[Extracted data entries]
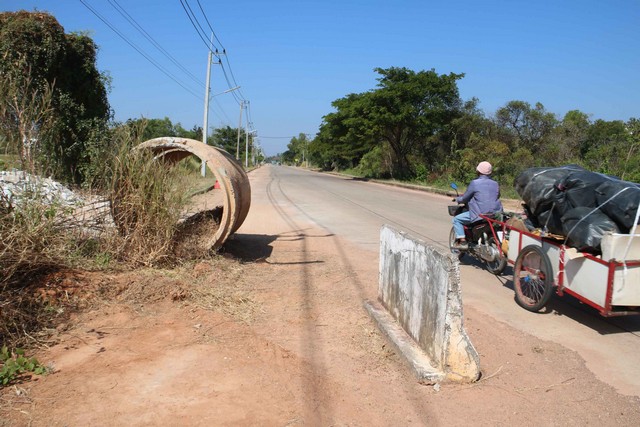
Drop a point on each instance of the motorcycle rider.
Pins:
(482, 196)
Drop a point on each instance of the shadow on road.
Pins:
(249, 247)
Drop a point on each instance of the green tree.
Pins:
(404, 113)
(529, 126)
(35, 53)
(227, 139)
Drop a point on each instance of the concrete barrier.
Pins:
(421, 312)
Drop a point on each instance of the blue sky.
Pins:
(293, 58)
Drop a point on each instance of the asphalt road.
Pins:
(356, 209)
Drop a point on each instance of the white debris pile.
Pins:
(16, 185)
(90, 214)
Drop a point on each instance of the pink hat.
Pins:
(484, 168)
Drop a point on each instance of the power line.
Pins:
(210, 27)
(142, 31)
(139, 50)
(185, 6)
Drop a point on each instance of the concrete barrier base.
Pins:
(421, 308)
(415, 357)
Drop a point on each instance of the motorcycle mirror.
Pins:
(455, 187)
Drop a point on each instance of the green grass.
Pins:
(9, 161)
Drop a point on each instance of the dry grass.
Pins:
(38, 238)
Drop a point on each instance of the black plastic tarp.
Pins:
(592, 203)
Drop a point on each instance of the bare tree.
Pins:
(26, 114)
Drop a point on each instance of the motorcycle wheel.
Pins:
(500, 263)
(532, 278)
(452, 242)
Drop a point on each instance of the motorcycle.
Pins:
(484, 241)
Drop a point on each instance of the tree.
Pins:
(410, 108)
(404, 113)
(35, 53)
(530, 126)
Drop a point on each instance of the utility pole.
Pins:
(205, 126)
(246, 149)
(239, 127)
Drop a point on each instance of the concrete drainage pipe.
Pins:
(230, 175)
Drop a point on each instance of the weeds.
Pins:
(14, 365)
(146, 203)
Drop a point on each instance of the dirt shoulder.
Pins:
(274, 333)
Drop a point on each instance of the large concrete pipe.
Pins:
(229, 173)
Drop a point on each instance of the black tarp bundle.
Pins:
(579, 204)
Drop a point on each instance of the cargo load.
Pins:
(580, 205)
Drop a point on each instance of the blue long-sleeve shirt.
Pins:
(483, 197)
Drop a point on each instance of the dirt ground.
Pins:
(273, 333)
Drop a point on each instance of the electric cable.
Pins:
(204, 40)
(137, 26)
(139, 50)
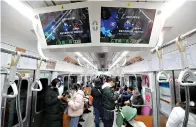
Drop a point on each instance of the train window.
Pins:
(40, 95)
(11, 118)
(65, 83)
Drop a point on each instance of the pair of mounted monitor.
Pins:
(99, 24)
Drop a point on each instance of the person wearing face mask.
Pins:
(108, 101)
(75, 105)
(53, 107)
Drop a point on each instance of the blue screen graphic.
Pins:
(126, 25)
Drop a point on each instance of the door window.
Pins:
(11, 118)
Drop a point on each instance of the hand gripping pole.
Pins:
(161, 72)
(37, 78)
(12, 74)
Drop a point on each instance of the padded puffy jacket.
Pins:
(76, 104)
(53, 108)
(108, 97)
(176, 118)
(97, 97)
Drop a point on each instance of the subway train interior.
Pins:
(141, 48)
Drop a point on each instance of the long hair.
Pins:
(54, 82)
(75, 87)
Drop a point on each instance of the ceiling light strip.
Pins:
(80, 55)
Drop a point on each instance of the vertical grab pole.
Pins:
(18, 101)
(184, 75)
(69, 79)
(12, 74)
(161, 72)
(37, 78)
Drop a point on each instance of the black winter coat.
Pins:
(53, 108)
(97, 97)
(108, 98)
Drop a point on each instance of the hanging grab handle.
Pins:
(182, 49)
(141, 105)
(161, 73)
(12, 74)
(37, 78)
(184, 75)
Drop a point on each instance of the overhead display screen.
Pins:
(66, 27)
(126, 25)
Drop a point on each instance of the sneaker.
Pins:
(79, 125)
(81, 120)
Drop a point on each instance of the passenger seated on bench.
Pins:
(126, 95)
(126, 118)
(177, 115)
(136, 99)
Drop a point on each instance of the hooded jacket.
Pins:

_What needs to be done:_ Whenever the word "long" shows up in a line above, copy that line.

_Exercise result:_
Drop a point on each instance of the blue long-sleeve shirt.
Drop a point on each instance of the long hair.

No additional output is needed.